## To be done
Could you output every line of the entries below verbatim, leaving the pictures out?

## Records supplied
★ ★ ★ ★ ★
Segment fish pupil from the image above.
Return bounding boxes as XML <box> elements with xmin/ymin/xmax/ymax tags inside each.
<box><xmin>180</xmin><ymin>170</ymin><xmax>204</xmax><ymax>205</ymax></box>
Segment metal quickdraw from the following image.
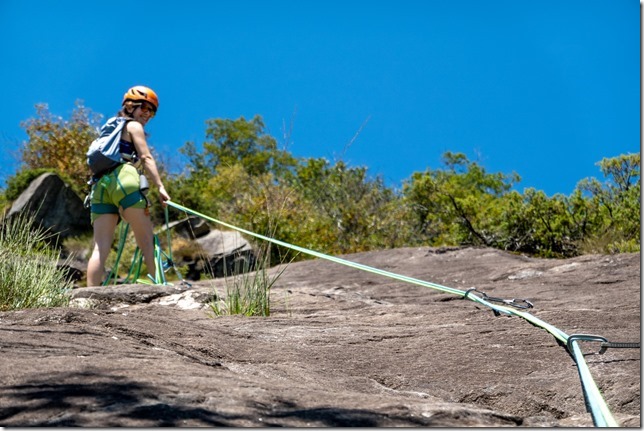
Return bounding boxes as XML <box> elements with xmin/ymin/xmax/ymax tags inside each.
★ ★ ★ ★ ★
## The result
Segment fish pupil from the image above.
Return bounding boxes as XML <box> elements with xmin/ymin/xmax/ymax tags inside each.
<box><xmin>180</xmin><ymin>170</ymin><xmax>204</xmax><ymax>205</ymax></box>
Segment metal quickdraw from the following image.
Return bounding boxes as XML <box> elements with xmin/ymin/xmax/ymax tags inside each.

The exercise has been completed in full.